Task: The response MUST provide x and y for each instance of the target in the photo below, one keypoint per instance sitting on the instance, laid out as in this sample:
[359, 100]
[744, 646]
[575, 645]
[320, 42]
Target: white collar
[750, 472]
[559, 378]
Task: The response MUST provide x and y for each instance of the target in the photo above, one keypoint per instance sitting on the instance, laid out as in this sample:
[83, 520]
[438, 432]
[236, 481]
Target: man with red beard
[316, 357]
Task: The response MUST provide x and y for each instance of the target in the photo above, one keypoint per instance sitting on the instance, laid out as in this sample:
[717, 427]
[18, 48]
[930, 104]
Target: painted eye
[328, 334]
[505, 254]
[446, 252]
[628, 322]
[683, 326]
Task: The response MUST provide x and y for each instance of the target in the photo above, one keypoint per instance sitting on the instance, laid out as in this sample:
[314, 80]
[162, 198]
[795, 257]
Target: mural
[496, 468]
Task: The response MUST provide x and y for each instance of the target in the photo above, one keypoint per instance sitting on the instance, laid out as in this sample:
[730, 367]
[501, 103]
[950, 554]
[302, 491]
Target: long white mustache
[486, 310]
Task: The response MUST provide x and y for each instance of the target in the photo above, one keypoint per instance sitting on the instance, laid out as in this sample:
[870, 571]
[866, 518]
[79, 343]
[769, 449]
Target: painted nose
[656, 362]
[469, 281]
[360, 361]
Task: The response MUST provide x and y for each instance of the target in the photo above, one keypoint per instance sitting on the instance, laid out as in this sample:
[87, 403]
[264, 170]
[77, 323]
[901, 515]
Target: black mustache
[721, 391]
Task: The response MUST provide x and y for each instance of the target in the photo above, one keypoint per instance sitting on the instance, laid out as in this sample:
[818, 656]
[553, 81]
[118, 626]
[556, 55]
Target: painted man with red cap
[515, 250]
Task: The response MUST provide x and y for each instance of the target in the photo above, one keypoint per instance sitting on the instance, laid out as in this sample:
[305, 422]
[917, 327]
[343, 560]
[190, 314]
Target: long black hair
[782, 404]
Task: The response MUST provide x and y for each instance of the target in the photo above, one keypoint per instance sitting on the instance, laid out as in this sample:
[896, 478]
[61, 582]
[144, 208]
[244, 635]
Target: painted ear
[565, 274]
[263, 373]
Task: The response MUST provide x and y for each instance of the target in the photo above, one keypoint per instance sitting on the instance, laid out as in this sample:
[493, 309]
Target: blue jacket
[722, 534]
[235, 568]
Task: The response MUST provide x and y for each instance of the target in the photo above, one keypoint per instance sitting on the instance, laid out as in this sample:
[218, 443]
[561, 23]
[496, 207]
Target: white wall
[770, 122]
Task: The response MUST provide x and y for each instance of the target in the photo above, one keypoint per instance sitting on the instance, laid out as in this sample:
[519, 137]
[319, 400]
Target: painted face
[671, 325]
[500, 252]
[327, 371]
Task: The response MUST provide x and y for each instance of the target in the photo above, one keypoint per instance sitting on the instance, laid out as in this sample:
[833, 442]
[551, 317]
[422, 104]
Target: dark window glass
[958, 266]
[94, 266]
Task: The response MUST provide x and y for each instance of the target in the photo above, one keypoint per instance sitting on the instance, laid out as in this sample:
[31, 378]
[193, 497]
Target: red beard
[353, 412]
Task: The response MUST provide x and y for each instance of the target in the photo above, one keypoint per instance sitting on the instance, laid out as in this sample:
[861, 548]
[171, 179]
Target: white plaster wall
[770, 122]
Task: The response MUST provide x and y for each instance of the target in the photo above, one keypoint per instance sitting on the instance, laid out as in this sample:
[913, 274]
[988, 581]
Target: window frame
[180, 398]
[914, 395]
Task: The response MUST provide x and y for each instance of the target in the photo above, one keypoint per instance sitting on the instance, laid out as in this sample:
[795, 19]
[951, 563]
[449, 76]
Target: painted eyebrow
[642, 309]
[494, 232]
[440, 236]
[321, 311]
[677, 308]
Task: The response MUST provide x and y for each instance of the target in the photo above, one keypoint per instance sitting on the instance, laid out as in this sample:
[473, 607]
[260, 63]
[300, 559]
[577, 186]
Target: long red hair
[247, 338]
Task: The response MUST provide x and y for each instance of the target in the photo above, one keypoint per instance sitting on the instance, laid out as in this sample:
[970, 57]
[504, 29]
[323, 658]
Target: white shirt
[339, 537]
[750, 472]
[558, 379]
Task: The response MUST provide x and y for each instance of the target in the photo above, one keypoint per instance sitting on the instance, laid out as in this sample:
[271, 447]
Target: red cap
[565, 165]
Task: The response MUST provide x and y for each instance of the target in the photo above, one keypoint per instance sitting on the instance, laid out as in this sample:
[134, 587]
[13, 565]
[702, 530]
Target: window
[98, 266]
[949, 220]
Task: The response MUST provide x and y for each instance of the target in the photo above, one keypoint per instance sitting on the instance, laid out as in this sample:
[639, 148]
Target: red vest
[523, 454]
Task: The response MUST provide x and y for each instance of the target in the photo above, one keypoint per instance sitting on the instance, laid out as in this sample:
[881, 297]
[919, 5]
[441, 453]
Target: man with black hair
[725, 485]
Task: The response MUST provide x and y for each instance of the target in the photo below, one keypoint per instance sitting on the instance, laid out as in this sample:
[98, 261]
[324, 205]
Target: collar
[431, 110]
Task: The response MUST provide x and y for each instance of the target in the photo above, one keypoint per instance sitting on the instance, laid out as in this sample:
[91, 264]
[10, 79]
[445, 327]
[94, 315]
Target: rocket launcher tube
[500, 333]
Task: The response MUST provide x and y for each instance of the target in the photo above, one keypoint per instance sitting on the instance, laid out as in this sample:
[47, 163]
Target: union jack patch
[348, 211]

________________

» **Work task**: Each record above has to be set down again, word for word.

» **Task result**:
Task: The response MUST provide x and y for each instance of the target in the photo below, one keypoint per instance sitting on the instance, laid out as in this sample:
[359, 100]
[744, 646]
[575, 645]
[320, 42]
Target: white collar
[750, 472]
[559, 378]
Task: The response MUST provide x and y for each instance of the target in the photo above, one keypoint per instance sitting on the instance, laid out as in this sample:
[83, 520]
[438, 432]
[236, 481]
Target: man with red beard
[316, 357]
Task: The response MUST provide x and y for each instance of the target in the photo above, one keypoint per instance sitting on the instance, laid out as in this sample:
[717, 427]
[18, 48]
[930, 104]
Target: painted eye
[328, 334]
[505, 254]
[446, 252]
[628, 322]
[683, 326]
Task: The response MUST provide x and y for each instance of the target in the photo above, one keypoint per instance sitting on the instance, laid out as in this sample:
[314, 80]
[162, 198]
[795, 257]
Target: mural
[496, 468]
Task: The response MUST provide x and y for each instance of the target in the photo above, one keypoint per instance sitting on the instance, laid out as in this sample:
[730, 367]
[501, 103]
[950, 554]
[302, 491]
Target: long white mustache
[486, 310]
Task: The response MUST provide x and y for each instance of the target in the photo above, one keypoint per instance sitting on the instance, laid out as in this sample:
[870, 571]
[866, 518]
[79, 343]
[769, 449]
Target: painted nose
[656, 362]
[469, 281]
[360, 361]
Task: The response MUST provide x and y for each instance of the target in the photo above, one keypoint per instance sitting on the instance, laid out as in this sample:
[87, 403]
[264, 170]
[77, 323]
[901, 515]
Target: black mustache
[721, 391]
Task: The response MUST provide x and y for each instance of the target in the photo above, one keypoint per instance sitting on the instance, laid out as in this sample:
[818, 656]
[553, 81]
[118, 626]
[556, 55]
Target: painted man with red cap
[515, 250]
Task: The response MUST provide x and y for each instance of the target in the photo above, one keypoint per instance sitting on the instance, laid out as in this sample:
[305, 422]
[917, 327]
[343, 560]
[190, 314]
Target: long black hair
[782, 404]
Task: The response MUST provide x and y for each instance of the target in the photo above, one keypoint per instance sitting on the instance, laid out as in this sample:
[896, 478]
[61, 582]
[144, 208]
[244, 635]
Target: painted ear
[565, 274]
[263, 373]
Task: The response MUST provide x and y for each instance of the target in the photo above, one keypoint per instance sitting on the instance, laid out as in this sample:
[493, 309]
Target: blue jacket
[722, 534]
[235, 568]
Task: The response MUST provide x and y for each instance of the target in the photo above, one keypoint per instance sitting on the instance, laid out as in this sample:
[218, 443]
[561, 23]
[496, 207]
Target: white wall
[770, 122]
Task: The response MUST provide x and y for each instance of the target in the photo above, one keypoint per instance sitting on the instance, laid out as in this sample:
[519, 137]
[319, 400]
Target: painted face
[671, 325]
[500, 252]
[327, 371]
Task: The response MUST provide x and y for each instance of the target in the photo above, one keypoint per instance sitting on the instance, laid out as in this sample:
[833, 442]
[551, 317]
[422, 104]
Target: dark window glass
[958, 266]
[94, 266]
Task: The response MUST provide x and y for each instance of the target in the photo above, one keypoint per instance sitting on the instance, laid out as in this sample:
[31, 378]
[193, 497]
Target: red beard
[353, 412]
Task: The response MUST provide x and y for each instance of the target in the photo above, one keypoint per instance sitting on the instance, laid out as in this sample:
[861, 548]
[171, 179]
Target: white plaster wall
[770, 122]
Task: The response MUST provide x and y for each instance of the target in the photo above, one keypoint per instance sitting on the instance, laid out as in this sample:
[913, 274]
[988, 581]
Target: window frame
[180, 398]
[914, 395]
Task: The response MUST provide x and y for each instance of the target in the photo above, one keypoint per instance sitting on the instance, laid out as in this sample:
[795, 19]
[951, 563]
[449, 76]
Target: painted eyebrow
[642, 309]
[494, 232]
[440, 236]
[321, 311]
[677, 308]
Task: The response MUST provide x and y for each instance of the target in the photo above, one keypoint per instance sitting on the instance, laid out as in this sample:
[473, 607]
[260, 63]
[300, 559]
[577, 186]
Target: long red hair
[247, 338]
Task: The response MUST provide x and y for each instance of the target in the photo above, one keypoint per instance sitting on the instance, laid out as in this sample:
[970, 57]
[504, 29]
[323, 658]
Target: white shirt
[339, 537]
[750, 472]
[558, 379]
Task: The response MUST provide x and y for each instance of the target in the photo above, one keypoint per instance sitting on the instance, laid out as in this sample:
[271, 447]
Target: red cap
[565, 165]
Task: The response MUST provide x and y for each instance of the target in the photo above, one keypoint per instance sitting on the instance, laid out as in this sample:
[134, 587]
[13, 565]
[702, 530]
Target: window
[98, 266]
[949, 220]
Task: The response MUST provide x and y for each instance of the target in the photo above, one keypoint per instance sitting on the instance, laid out as in this sample:
[639, 148]
Target: red vest
[523, 454]
Task: The response MUST provide x and y for each instance of the target in the photo above, one keypoint per instance sitting on the instance, laid out as in this sample:
[881, 297]
[919, 5]
[441, 453]
Target: man with black hair
[725, 485]
Task: The response MUST provide x and y for each instance of the target in the photo below, one keypoint per instance sitting on the instance, laid out as in this sample:
[98, 261]
[324, 205]
Target: collar
[431, 110]
Task: The response MUST provide x and y for each instance of the target in the photo above, one keypoint per instance sitting on the instance, laid out as in this sample:
[91, 264]
[10, 79]
[445, 327]
[94, 315]
Target: rocket launcher tube
[500, 333]
Task: The response MUST provide x and y for each instance of the target in the photo above, one keypoint per instance sitting on the instance, laid out as in this sample:
[47, 163]
Target: union jack patch
[348, 211]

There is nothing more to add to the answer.